Data shown

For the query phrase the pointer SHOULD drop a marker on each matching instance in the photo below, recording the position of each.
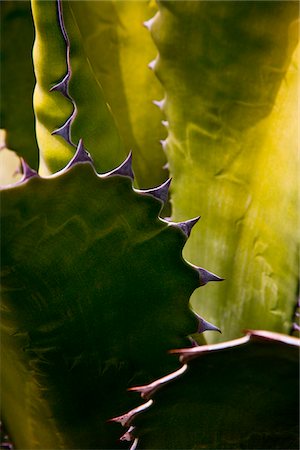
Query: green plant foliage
(231, 103)
(93, 118)
(241, 394)
(119, 48)
(17, 79)
(95, 292)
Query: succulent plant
(95, 288)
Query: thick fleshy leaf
(94, 293)
(232, 109)
(65, 78)
(119, 49)
(17, 79)
(241, 394)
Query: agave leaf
(17, 79)
(119, 48)
(231, 102)
(240, 394)
(64, 68)
(94, 293)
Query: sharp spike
(124, 169)
(134, 445)
(81, 156)
(205, 326)
(63, 86)
(186, 226)
(159, 192)
(148, 390)
(163, 144)
(206, 276)
(193, 342)
(28, 172)
(125, 419)
(128, 436)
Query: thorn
(186, 226)
(124, 169)
(28, 172)
(81, 156)
(65, 131)
(159, 192)
(205, 326)
(128, 436)
(148, 390)
(134, 445)
(125, 419)
(193, 342)
(206, 276)
(63, 86)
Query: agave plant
(95, 288)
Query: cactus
(95, 288)
(230, 80)
(256, 405)
(115, 32)
(89, 276)
(17, 79)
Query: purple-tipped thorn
(128, 436)
(187, 226)
(134, 445)
(206, 276)
(65, 131)
(163, 144)
(81, 156)
(160, 192)
(124, 169)
(126, 418)
(28, 172)
(206, 326)
(63, 86)
(193, 342)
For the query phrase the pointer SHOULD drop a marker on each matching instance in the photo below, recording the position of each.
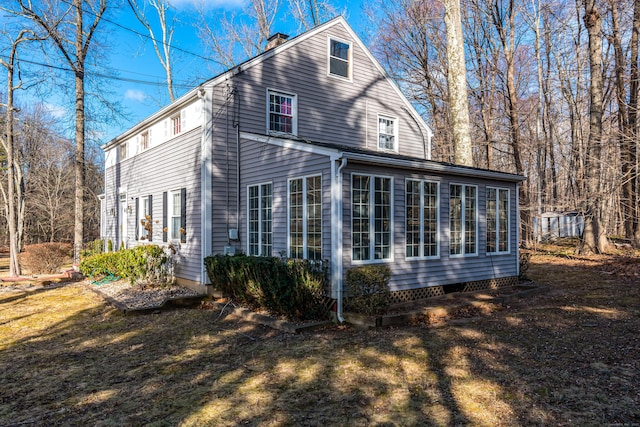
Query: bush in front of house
(368, 289)
(286, 287)
(142, 265)
(45, 258)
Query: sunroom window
(339, 58)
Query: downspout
(518, 229)
(236, 124)
(336, 233)
(205, 181)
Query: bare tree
(594, 239)
(311, 13)
(232, 39)
(457, 81)
(163, 47)
(72, 38)
(14, 196)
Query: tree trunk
(457, 82)
(14, 249)
(78, 228)
(594, 239)
(634, 77)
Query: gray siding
(329, 109)
(167, 167)
(262, 163)
(418, 273)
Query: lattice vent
(415, 294)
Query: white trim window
(422, 219)
(387, 133)
(259, 224)
(497, 220)
(144, 210)
(371, 228)
(463, 223)
(176, 123)
(305, 218)
(144, 140)
(282, 113)
(340, 58)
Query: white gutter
(336, 234)
(432, 167)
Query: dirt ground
(570, 356)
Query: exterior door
(124, 217)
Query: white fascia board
(292, 144)
(433, 167)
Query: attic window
(387, 133)
(176, 125)
(282, 113)
(144, 140)
(339, 58)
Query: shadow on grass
(567, 357)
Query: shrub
(45, 258)
(525, 262)
(143, 265)
(368, 289)
(93, 248)
(291, 288)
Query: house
(310, 150)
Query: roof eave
(433, 167)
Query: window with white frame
(339, 58)
(282, 114)
(497, 220)
(371, 218)
(422, 219)
(144, 140)
(387, 133)
(305, 218)
(463, 219)
(259, 233)
(176, 124)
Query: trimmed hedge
(145, 264)
(368, 289)
(287, 287)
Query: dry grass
(568, 357)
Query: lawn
(570, 356)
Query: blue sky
(132, 57)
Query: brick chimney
(276, 40)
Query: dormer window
(387, 133)
(339, 58)
(176, 125)
(282, 113)
(144, 140)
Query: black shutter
(150, 234)
(164, 217)
(183, 215)
(137, 218)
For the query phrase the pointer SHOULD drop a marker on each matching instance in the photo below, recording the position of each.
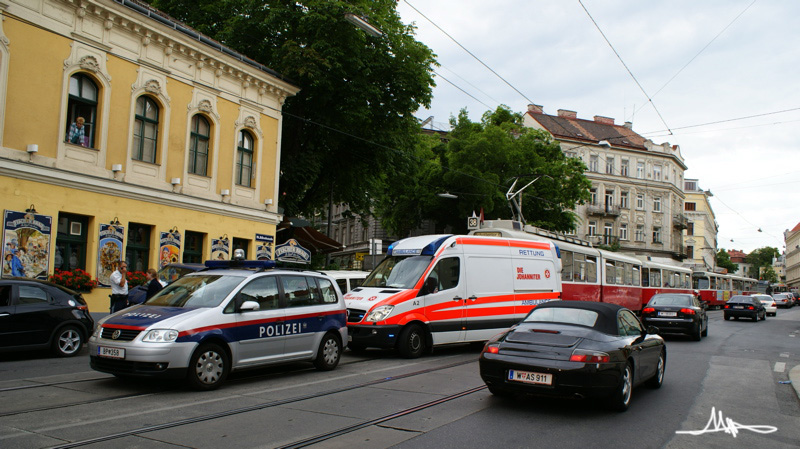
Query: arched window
(145, 130)
(81, 110)
(198, 146)
(244, 159)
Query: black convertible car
(575, 348)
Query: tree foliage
(353, 118)
(724, 261)
(478, 162)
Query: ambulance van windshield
(398, 272)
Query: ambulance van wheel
(208, 367)
(411, 343)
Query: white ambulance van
(439, 289)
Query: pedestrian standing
(119, 287)
(153, 285)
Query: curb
(794, 377)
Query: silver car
(209, 323)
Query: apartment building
(637, 197)
(177, 155)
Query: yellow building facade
(180, 139)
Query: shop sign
(291, 251)
(264, 246)
(220, 249)
(109, 252)
(170, 248)
(26, 244)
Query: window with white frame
(639, 233)
(593, 163)
(656, 234)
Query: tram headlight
(160, 336)
(379, 313)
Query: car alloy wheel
(208, 367)
(68, 342)
(329, 353)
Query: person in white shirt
(119, 287)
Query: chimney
(567, 113)
(603, 120)
(535, 109)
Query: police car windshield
(196, 291)
(398, 272)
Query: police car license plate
(114, 353)
(530, 378)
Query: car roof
(607, 313)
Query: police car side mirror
(249, 306)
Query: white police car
(233, 315)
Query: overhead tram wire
(468, 52)
(649, 99)
(698, 53)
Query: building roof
(566, 125)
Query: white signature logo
(719, 424)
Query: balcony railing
(603, 209)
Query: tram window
(591, 269)
(566, 266)
(655, 277)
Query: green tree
(478, 163)
(724, 261)
(353, 118)
(761, 257)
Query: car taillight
(492, 349)
(582, 355)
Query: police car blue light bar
(262, 264)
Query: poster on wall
(109, 251)
(170, 248)
(26, 244)
(291, 251)
(220, 249)
(264, 246)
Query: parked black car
(679, 313)
(577, 349)
(167, 275)
(36, 314)
(740, 306)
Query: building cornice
(53, 176)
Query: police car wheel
(68, 341)
(329, 353)
(411, 343)
(208, 367)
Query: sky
(689, 73)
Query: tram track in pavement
(244, 378)
(265, 405)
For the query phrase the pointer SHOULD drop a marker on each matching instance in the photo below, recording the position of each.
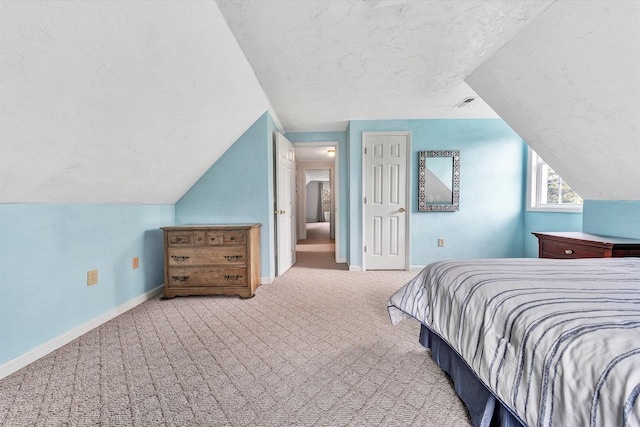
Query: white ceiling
(322, 63)
(577, 103)
(314, 154)
(131, 102)
(117, 102)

What is needed
Copy all the entries above exactly as they stand, except for the pictures.

Task answer
For the query phrase the pointer SHOULD drop a marker on each matching instance in the photo below, recording the position of each.
Query: green plant foliage
(231, 103)
(93, 118)
(241, 394)
(119, 48)
(17, 79)
(95, 292)
Query: succulent plant
(95, 288)
Query: thick fleshy leaf
(94, 293)
(232, 109)
(65, 78)
(119, 49)
(17, 79)
(241, 394)
Query: agave leaf
(17, 79)
(119, 48)
(231, 102)
(240, 394)
(64, 68)
(94, 293)
Query: sharp spike
(124, 169)
(134, 445)
(81, 156)
(205, 326)
(63, 86)
(186, 226)
(159, 192)
(148, 390)
(163, 144)
(206, 276)
(193, 342)
(28, 172)
(125, 419)
(128, 436)
Query: thorn
(186, 226)
(124, 169)
(28, 172)
(81, 156)
(65, 131)
(159, 192)
(205, 326)
(128, 436)
(148, 390)
(134, 445)
(125, 419)
(193, 342)
(206, 276)
(63, 86)
Query: agave plant
(95, 288)
Query: cactus
(95, 288)
(230, 80)
(256, 405)
(115, 32)
(89, 276)
(17, 79)
Query: purple-tipped thorn
(128, 436)
(187, 226)
(134, 445)
(206, 276)
(65, 131)
(163, 144)
(81, 156)
(160, 192)
(124, 169)
(126, 418)
(28, 172)
(206, 326)
(63, 86)
(193, 342)
For the query phrase the pointer SHOULD drop a marker on each matching instance in the photo below, recording the position of each.
Query: bush in front of house
(368, 289)
(286, 287)
(142, 265)
(45, 258)
Query: sunroom window
(339, 58)
Query: downspout
(518, 229)
(236, 124)
(336, 233)
(205, 181)
Query: bare tree
(594, 239)
(311, 13)
(232, 39)
(457, 81)
(163, 47)
(72, 38)
(14, 196)
Query: tree trunk
(457, 82)
(14, 249)
(78, 228)
(594, 239)
(634, 77)
Query: gray siding
(329, 109)
(167, 167)
(262, 163)
(418, 273)
Query: lattice vent
(415, 294)
Query: white trim window
(422, 219)
(387, 133)
(259, 224)
(497, 220)
(144, 210)
(371, 228)
(463, 223)
(176, 123)
(305, 218)
(144, 140)
(282, 113)
(340, 58)
Query: white gutter
(336, 234)
(432, 167)
Query: dirt ground
(570, 356)
Query: exterior door
(124, 217)
Query: white fascia board
(292, 144)
(433, 167)
Query: attic window
(387, 133)
(176, 125)
(282, 113)
(144, 140)
(339, 58)
Query: shadow on grass
(567, 357)
Query: shrub
(45, 258)
(525, 262)
(143, 265)
(368, 289)
(93, 248)
(291, 288)
Query: house
(310, 150)
Query: roof eave
(433, 167)
Query: window with white frame
(339, 58)
(282, 114)
(497, 220)
(371, 218)
(422, 219)
(144, 140)
(387, 133)
(305, 218)
(463, 219)
(259, 233)
(176, 124)
Query: trimmed hedge
(145, 264)
(368, 289)
(287, 287)
Query: dry grass
(568, 357)
Query: lawn
(570, 356)
Query: blue sky
(132, 57)
Query: brick chimney
(276, 40)
Query: dormer window
(387, 133)
(339, 58)
(176, 125)
(282, 113)
(144, 140)
Query: black shutter
(150, 234)
(164, 217)
(183, 215)
(137, 218)
For the query phrase the pointer SHOULD drop a marker on each matching instance in the photo below, recording the position of each.
Query: arched window
(145, 130)
(81, 110)
(198, 146)
(244, 159)
Query: black convertible car
(575, 348)
Query: tree foliage
(353, 118)
(724, 261)
(478, 162)
Query: ambulance van windshield
(398, 272)
Query: ambulance van wheel
(208, 367)
(411, 343)
Query: white ambulance van
(439, 289)
Query: pedestrian standing
(119, 287)
(153, 285)
Query: curb
(794, 377)
Query: silver car
(209, 323)
Query: apartment building
(637, 197)
(177, 155)
Query: yellow building facade
(180, 139)
Query: shop sign
(291, 251)
(264, 246)
(220, 249)
(109, 252)
(170, 248)
(26, 244)
Query: window with white frame
(639, 233)
(593, 163)
(656, 234)
Query: tram headlight
(160, 336)
(379, 313)
Query: car alloy wheel
(208, 367)
(68, 342)
(329, 353)
Query: person in white shirt
(119, 287)
Query: chimney
(567, 113)
(603, 120)
(535, 109)
Query: police car windshield
(196, 291)
(398, 272)
Query: police car license plate
(114, 353)
(530, 378)
Query: car roof
(607, 313)
Query: police car side mirror
(249, 306)
Query: white police car
(233, 315)
Query: overhead tram wire
(468, 52)
(649, 99)
(698, 53)
Query: building roof
(566, 125)
Query: white signature logo
(719, 424)
Query: balcony railing
(603, 209)
Query: tram window
(591, 269)
(566, 266)
(655, 277)
Query: green tree
(478, 163)
(724, 261)
(353, 118)
(761, 257)
Query: car taillight
(492, 349)
(582, 355)
Query: police car blue light bar
(262, 264)
Query: poster on wall
(109, 251)
(170, 248)
(26, 244)
(291, 251)
(220, 249)
(264, 246)
Query: parked black car
(679, 313)
(577, 349)
(167, 275)
(36, 314)
(740, 306)
Query: building cornice
(53, 176)
Query: police car wheel
(68, 341)
(329, 353)
(411, 343)
(208, 367)
Query: sky
(689, 73)
Query: tram track in pavement
(244, 378)
(265, 405)
For the query phrase the pointer SHOULD drop a marker on each matching instance in the photo below, recording the position of each.
Query: white ceiling
(322, 63)
(577, 103)
(314, 154)
(131, 102)
(117, 102)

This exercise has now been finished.